DOCUMENT PASSAGE =
-=-=-

Severe burn injuries affect a person’s skin, the largest organ on the human body. The skin has up to seven layers of tissue that protect the underlying bones, muscles, and ligaments. Contact our Columbia burn injury lawyer today.
The severity of a burn injury is often graded by the size of the burn and how many layers of the skin are affected. Many burn injury victims are not only forced to endure agonizing pain but also deal with complex emotional and psychological issues during their recovery.
Some of the most serious burn injuries can leave victims with significant changes to their physical appearance. It can be extremely traumatic for such victims to deal with a disfigurement that dramatically affects their general sense of self-confidence.
Did you or your loved one suffer severe burn injuries in an accident caused by another party’s negligence in South Carolina? Contact an experienced Columbia burn injury lawyer as soon as possible.
The Jeffcoat Firm represents clients in Richland County, Lexington County, and Orangeburg County, as well as many other surrounding areas in the Midlands. Call us or contact us online right now to have our attorneys provide a complete evaluation of your case during a free consultation.

-=-=-

THINGS TO DO =
1. Do these statements agree with the burn injury page? Answer yes or no for each, quoting the words that decide it. (a) The skin has up to seven layers of tissue. (b) Burn severity is graded only by how much pain the victim feels. (c) The firm evaluates cases during a free consultation.
2. Can you extend the burn injury page from where it stops?
The lines that follow have nothing to do with the burn injury page.

DATA =
-=-=-

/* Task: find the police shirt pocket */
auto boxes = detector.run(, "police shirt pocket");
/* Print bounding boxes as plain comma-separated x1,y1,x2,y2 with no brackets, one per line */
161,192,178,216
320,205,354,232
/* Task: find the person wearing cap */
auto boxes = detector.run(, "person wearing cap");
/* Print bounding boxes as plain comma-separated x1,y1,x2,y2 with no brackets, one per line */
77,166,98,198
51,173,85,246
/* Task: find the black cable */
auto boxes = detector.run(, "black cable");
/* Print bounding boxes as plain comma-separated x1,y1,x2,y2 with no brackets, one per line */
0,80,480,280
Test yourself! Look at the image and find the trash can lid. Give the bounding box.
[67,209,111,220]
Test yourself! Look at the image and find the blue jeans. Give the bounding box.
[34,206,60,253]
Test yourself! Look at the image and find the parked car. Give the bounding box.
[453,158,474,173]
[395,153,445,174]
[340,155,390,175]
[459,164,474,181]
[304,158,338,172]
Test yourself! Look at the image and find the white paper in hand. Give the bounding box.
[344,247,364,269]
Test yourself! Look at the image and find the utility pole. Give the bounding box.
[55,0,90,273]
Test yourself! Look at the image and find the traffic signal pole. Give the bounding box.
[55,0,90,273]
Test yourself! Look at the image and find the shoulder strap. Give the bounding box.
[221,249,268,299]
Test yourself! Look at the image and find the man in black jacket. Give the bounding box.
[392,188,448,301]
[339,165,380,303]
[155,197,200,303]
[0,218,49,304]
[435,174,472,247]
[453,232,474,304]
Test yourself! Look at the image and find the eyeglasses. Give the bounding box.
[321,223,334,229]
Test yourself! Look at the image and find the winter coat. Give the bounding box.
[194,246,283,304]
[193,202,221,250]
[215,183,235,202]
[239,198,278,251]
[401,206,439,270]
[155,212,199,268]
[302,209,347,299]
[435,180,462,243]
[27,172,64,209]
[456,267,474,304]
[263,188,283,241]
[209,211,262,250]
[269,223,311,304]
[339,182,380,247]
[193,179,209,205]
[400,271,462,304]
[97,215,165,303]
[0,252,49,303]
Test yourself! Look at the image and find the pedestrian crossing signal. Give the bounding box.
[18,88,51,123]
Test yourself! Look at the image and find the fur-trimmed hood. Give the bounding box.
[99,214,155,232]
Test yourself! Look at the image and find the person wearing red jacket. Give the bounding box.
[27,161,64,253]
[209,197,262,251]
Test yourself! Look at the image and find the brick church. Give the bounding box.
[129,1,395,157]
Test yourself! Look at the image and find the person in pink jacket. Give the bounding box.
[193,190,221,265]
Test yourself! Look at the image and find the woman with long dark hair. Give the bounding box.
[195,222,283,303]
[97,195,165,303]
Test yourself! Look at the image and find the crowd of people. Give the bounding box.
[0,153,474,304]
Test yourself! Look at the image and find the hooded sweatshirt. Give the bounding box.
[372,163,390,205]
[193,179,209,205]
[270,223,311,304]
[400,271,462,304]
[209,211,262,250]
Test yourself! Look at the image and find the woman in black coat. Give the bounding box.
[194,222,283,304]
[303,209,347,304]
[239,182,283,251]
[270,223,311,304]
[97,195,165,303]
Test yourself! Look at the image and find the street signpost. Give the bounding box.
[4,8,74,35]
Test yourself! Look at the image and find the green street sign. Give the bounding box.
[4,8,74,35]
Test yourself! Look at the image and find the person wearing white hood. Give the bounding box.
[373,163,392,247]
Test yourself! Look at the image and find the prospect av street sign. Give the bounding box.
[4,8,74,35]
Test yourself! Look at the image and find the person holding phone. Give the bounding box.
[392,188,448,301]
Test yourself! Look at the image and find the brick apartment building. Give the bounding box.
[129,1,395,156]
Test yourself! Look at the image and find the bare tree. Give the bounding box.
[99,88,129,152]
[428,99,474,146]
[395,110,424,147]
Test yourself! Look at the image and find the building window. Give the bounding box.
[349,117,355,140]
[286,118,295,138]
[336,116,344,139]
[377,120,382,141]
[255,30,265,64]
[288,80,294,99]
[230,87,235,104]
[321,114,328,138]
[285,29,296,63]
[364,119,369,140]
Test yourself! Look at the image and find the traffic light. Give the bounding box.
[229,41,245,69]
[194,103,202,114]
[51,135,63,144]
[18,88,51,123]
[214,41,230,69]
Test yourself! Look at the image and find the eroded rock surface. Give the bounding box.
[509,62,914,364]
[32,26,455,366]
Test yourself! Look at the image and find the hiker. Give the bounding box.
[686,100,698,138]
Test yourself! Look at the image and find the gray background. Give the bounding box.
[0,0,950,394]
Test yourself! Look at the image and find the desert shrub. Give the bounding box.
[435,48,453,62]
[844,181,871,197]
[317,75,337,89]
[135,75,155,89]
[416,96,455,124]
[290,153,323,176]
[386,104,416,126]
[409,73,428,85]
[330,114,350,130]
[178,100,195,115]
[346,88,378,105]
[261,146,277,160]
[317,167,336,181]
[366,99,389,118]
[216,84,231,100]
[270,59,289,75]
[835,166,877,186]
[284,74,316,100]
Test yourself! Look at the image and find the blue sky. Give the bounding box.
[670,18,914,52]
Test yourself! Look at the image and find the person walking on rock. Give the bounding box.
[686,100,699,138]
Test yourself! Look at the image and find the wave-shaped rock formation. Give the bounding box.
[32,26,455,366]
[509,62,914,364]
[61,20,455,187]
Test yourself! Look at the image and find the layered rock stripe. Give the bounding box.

-=-=-

OUTPUTS BY TASK =
1.
(a) Yes: "The skin has up to seven layers of tissue that protect the underlying bones, muscles, and ligaments."
(b) No: "The severity of a burn injury is often graded by the size of the burn and how many layers of the skin are affected."
(c) Yes: "have our attorneys provide a complete evaluation of your case during a free consultation."

2.
Common Causes of Burn Injuries in Columbia
A person can sustain burn injuries in many different scenarios. Frequent causes of burn injuries include:
- Commercial Truck Accidents
- Car Accidents
- Train Accidents
- Workplace Accidents
- Motorcycle Accidents
Thermal burns, which are caused by contact with dry heat such as fire, wet heat such as hot liquid or steam, or hot objects, are perhaps the most common type of burn injuries. Thermal burns frequently result in blisters, swelling, and discolored skin. Some victims may go into shock.
Other types of burn injuries include chemical burns, which are caused by contact with acidic substances, and electrical burns, which are caused by contact with an electrical current. A person can also sustain radiation burns, which are caused by exposure to thermal radiation, ultraviolet light (UV rays) or ionizing radiation, or friction burns, which are caused by skin rubbing against a rough surface.
Burn Injury Facts
According to the World Health Organization (WHO), burns cause an estimated 180,000 deaths every year. In the United States specifically, WHO reported that 410,000 burn injuries occur in a typical year, and approximately 40,000 require hospitalization.
The Centers for Disease Control and Prevention (CDC) reported that a person dies in a fire every 2 hours and somebody is injured every 23 minutes on average in the United States. According to the CDC, as many as 10,000 people die every year of burn-related infections.
The American Burn Association (ABA) reported that 486,000 burn injuries in the United States required medical treatment in a single recent year. Of these injuries, 40,000 required hospitalization and 30,000 were at hospital burn centers.
According to the ABA, over 60 percent of acute hospitalizations in the United States related to burn injury were admitted to 128 burn centers. The burn centers average over 200 annual admissions, while the other 4,500 acute care hospitals in the nation average less than three burn admissions per year.
What is the Difference Between First, Second and Third-Degree Burns?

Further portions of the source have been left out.